Copy every one of the records below word for word, and leave the pictures out of your answer.

----

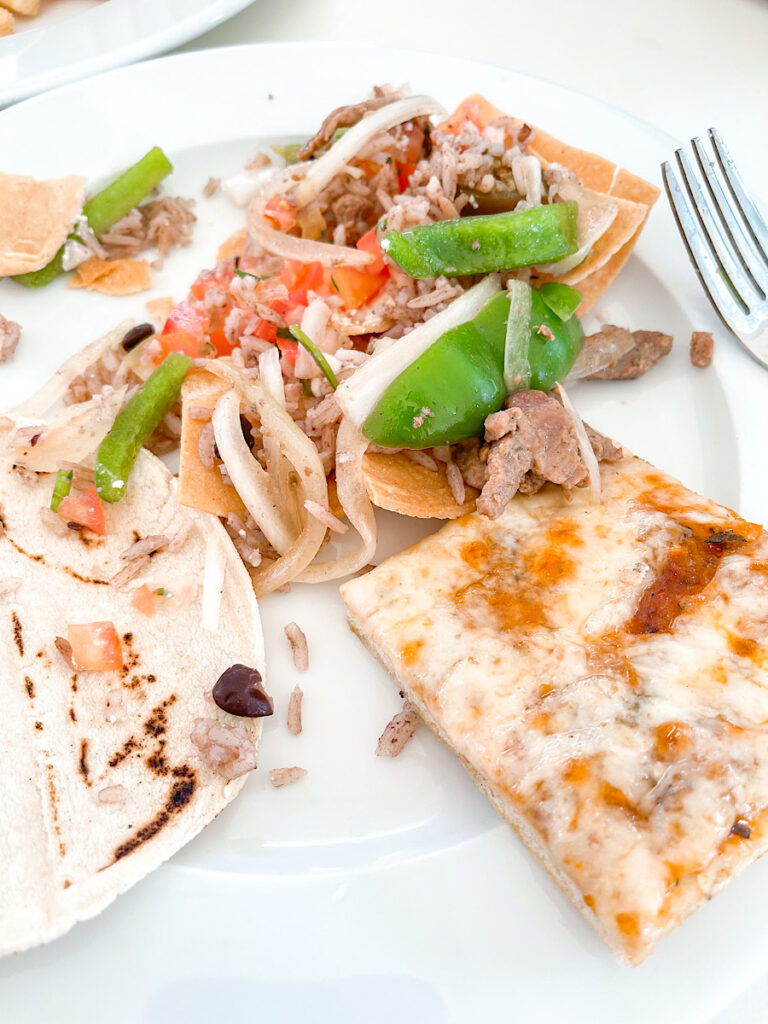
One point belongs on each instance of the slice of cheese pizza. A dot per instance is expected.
(602, 672)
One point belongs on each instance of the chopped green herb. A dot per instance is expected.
(315, 353)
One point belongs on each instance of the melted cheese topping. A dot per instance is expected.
(605, 669)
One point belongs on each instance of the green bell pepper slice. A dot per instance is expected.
(445, 394)
(485, 244)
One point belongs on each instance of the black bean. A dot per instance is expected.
(136, 335)
(238, 691)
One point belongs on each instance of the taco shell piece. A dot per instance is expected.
(35, 219)
(200, 487)
(66, 854)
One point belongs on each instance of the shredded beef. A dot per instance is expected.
(647, 349)
(701, 347)
(528, 443)
(342, 117)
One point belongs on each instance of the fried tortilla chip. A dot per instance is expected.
(113, 276)
(200, 487)
(35, 219)
(394, 482)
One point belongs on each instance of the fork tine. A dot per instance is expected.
(720, 246)
(699, 252)
(751, 256)
(752, 215)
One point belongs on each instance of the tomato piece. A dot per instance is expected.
(185, 317)
(356, 287)
(266, 331)
(95, 646)
(282, 213)
(145, 600)
(403, 175)
(475, 110)
(85, 509)
(370, 244)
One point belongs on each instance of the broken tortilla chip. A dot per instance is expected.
(113, 276)
(397, 483)
(200, 487)
(35, 219)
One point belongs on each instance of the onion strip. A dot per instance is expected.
(585, 448)
(357, 394)
(249, 479)
(350, 486)
(302, 455)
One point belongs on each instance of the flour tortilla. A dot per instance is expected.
(395, 482)
(35, 219)
(65, 855)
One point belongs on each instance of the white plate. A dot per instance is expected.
(71, 39)
(374, 890)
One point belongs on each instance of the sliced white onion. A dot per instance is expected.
(303, 250)
(596, 213)
(585, 448)
(323, 171)
(270, 375)
(350, 486)
(357, 395)
(73, 434)
(249, 479)
(56, 386)
(242, 187)
(213, 582)
(303, 456)
(516, 363)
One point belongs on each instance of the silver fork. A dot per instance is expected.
(726, 238)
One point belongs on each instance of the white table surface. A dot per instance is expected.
(680, 65)
(683, 66)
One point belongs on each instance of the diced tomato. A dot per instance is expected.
(356, 287)
(266, 331)
(369, 167)
(95, 646)
(370, 244)
(145, 600)
(180, 341)
(282, 213)
(186, 318)
(403, 175)
(475, 110)
(85, 509)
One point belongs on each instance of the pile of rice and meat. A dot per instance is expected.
(266, 440)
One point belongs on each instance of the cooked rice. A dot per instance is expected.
(285, 776)
(147, 546)
(326, 517)
(299, 648)
(293, 719)
(113, 795)
(398, 731)
(130, 571)
(162, 224)
(65, 649)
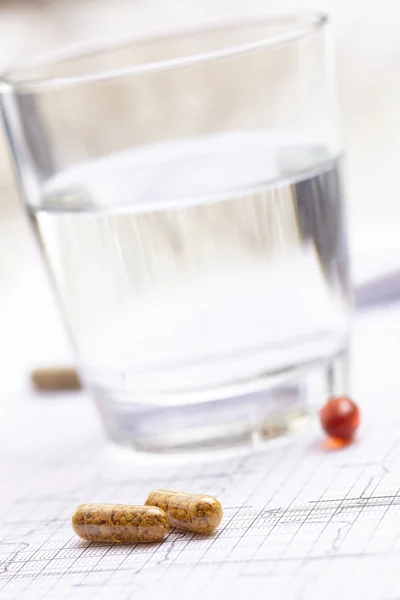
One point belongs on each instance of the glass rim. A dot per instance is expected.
(300, 26)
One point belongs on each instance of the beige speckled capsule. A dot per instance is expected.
(120, 523)
(190, 512)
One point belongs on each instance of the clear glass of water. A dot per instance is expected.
(187, 194)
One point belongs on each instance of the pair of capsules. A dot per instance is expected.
(149, 523)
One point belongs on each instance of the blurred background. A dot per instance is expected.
(368, 66)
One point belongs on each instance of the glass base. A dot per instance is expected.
(271, 406)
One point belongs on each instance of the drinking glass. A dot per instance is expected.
(187, 194)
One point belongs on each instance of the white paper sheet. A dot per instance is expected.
(301, 522)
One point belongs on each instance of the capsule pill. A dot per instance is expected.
(54, 379)
(189, 512)
(120, 523)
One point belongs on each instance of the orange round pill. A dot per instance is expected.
(340, 417)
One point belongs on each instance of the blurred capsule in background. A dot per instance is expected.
(55, 379)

----

_Task output_
One point belongs on each instance of the slice of cheese pizza. A dot per instance is expected.
(602, 672)
One point belongs on each instance of the chopped green herb. A dot per instance is expected.
(315, 353)
One point belongs on each instance of the melted cheese topping. A dot per instance is expected.
(605, 669)
One point belongs on each instance of the green bell pepper slice. A dot per instance is expected.
(445, 394)
(485, 244)
One point belongs on each instance of the black bean. A dot per instance is expected.
(136, 335)
(238, 691)
One point belongs on each instance of the taco shell piece. A dot per instance is expected.
(35, 219)
(200, 487)
(66, 854)
One point belongs on each instance of the shredded beef. A dot per instance is expected.
(647, 349)
(701, 347)
(528, 443)
(342, 117)
One point belongs on each instance of the fried tortilla chip. A dot per instance is expected.
(113, 276)
(200, 487)
(35, 219)
(394, 482)
One point belongs on each instance of the fork tine. A dot per instance is expected.
(720, 246)
(699, 252)
(751, 256)
(752, 215)
One point belongs on each instance of the tomato piece. A dot per instance is expected.
(185, 317)
(356, 287)
(266, 331)
(95, 646)
(282, 213)
(145, 600)
(403, 175)
(475, 110)
(85, 509)
(370, 244)
One point belongs on each instance of the broken tortilla chip. A dot per instance is expected.
(113, 276)
(397, 483)
(200, 487)
(35, 219)
One point belongs on each instance of the onion strip. A dot per instance is expected.
(585, 448)
(357, 394)
(249, 479)
(350, 486)
(302, 455)
One point belongs on each instance of the flour tortilla. A dot per instance is expected.
(395, 482)
(35, 219)
(65, 855)
One point belongs on each instance of the white plate. A dot per instance is expected.
(71, 39)
(374, 890)
One point belongs on each instance of the sliced white onion. A dot per instance is expected.
(303, 250)
(596, 213)
(585, 448)
(323, 171)
(270, 375)
(350, 486)
(357, 395)
(73, 434)
(249, 479)
(56, 386)
(242, 187)
(213, 582)
(303, 456)
(516, 363)
One point belongs on each instance of the silver fork. A dot per instance is expected.
(726, 238)
One point belongs on each instance of the white table surface. A dot per instance is expected.
(680, 65)
(683, 66)
One point belongs on each instance of the diced tomato. A dot per instance is expected.
(356, 287)
(266, 331)
(369, 167)
(95, 646)
(370, 244)
(145, 600)
(180, 341)
(282, 213)
(186, 318)
(403, 175)
(475, 110)
(85, 509)
One point belongs on each instance of the pile of rice and meat. A dot per instance is expected.
(266, 440)
One point belongs on each instance of the cooked rice. A dot per instance is expected.
(285, 776)
(147, 546)
(326, 517)
(299, 648)
(293, 719)
(113, 795)
(398, 731)
(130, 571)
(162, 224)
(65, 649)
One point belongs on each instance of the glass rim. A dot per instance is expected.
(300, 26)
One point belongs on each instance of the beige speckled capsule. A dot per instance is expected.
(120, 523)
(190, 512)
One point belongs on each instance of the clear glass of water. A dot per instance is expected.
(187, 194)
One point belongs on each instance of the pair of capsules. A dot per instance is expected.
(149, 523)
One point belongs on each instance of the blurred background. A dot per instance is expected.
(368, 66)
One point belongs on each instance of the glass base. A dot per instance is expected.
(271, 406)
One point belongs on each instance of the drinking glass. A dot per instance is expected.
(187, 194)
One point belongs on each instance of the white paper sheet. A dot per instance is expected.
(301, 522)
One point belongs on each instance of the capsule pill. A dot per instance is expected.
(54, 379)
(189, 512)
(120, 523)
One point belongs on each instance of the orange round pill. A dot per instance is expected.
(340, 417)
One point belongs on each instance of the blurred capsule in background. A dot per instance is expected.
(55, 379)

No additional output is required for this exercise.